**EXERCISE BRIEF**
Set out the records below again exactly; skip the images.

Start of DATASET RECORDS

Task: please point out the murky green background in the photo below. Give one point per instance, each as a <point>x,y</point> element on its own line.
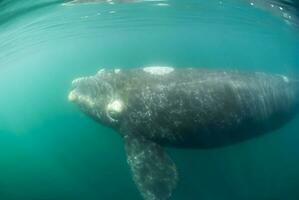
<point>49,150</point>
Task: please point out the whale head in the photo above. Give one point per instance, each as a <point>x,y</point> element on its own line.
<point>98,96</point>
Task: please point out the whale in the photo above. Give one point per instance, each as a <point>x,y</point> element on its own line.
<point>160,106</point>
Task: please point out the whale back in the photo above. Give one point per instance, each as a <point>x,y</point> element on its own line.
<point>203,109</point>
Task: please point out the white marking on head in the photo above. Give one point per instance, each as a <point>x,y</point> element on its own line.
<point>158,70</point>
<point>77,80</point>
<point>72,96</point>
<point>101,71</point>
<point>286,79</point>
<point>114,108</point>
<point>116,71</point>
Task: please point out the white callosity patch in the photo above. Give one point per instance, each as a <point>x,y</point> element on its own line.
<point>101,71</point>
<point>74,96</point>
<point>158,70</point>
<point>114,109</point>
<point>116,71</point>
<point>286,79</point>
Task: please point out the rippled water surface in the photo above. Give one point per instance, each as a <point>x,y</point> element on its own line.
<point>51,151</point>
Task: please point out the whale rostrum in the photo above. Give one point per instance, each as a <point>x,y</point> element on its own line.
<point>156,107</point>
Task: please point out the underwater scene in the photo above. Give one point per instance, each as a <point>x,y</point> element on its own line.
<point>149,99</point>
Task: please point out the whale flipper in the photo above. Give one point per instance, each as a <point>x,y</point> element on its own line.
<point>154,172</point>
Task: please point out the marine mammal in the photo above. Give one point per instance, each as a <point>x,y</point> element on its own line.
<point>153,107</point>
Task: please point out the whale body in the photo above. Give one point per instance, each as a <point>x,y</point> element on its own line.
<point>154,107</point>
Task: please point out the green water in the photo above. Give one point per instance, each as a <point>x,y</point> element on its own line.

End of DATASET RECORDS

**EXERCISE OUTPUT**
Task: please point out the murky green background in the photo below. Give one point per instance, each as a <point>x,y</point> element on its own line.
<point>49,150</point>
Task: please point out the whale head in the photo above. Give one point per instance, each as a <point>x,y</point> element on its own line.
<point>98,96</point>
Task: please point out the whale in the photo above. Give one point per instance, each as a <point>x,y</point> element on its own line.
<point>160,106</point>
Task: please point out the whale back in the photo above. Give one point per instance, each as a <point>x,y</point> element on its own line.
<point>203,109</point>
Task: please point out the white marking on head in the photo above. Give one point per instance, each as a <point>x,y</point> element on its own line.
<point>158,70</point>
<point>77,80</point>
<point>72,96</point>
<point>101,71</point>
<point>286,79</point>
<point>114,108</point>
<point>116,71</point>
Task: please point out the white callosity patch in the photo above. Give one point per instance, each as a <point>x,y</point> element on its own line.
<point>101,71</point>
<point>74,96</point>
<point>158,70</point>
<point>114,109</point>
<point>116,71</point>
<point>286,79</point>
Task: please point out the rippled water surface in the photo above. Give one point per instance, each as a <point>x,y</point> element on its own line.
<point>51,151</point>
Task: please point out the whale rostrum in the photo above. Give one point per instance, each as a <point>x,y</point> element on its own line.
<point>156,107</point>
Task: please point out the underwater scene in the photo above. Give one point per instance, each as a <point>x,y</point> element on its own line.
<point>149,99</point>
Task: please point out the whale flipper in the photo above. Give one point per instance, each as a <point>x,y</point> element on its own line.
<point>154,172</point>
Task: please point out the marine mammal in the photo above. Give one point per instance, each as a <point>x,y</point> element on its own line.
<point>153,107</point>
Task: please point out the whale body in the photo above. Give one point per instance, each as a <point>x,y</point> element on its own line.
<point>154,107</point>
Task: please point out the green water in the photo above. Give one point per instance, each as a <point>x,y</point> element on its own line.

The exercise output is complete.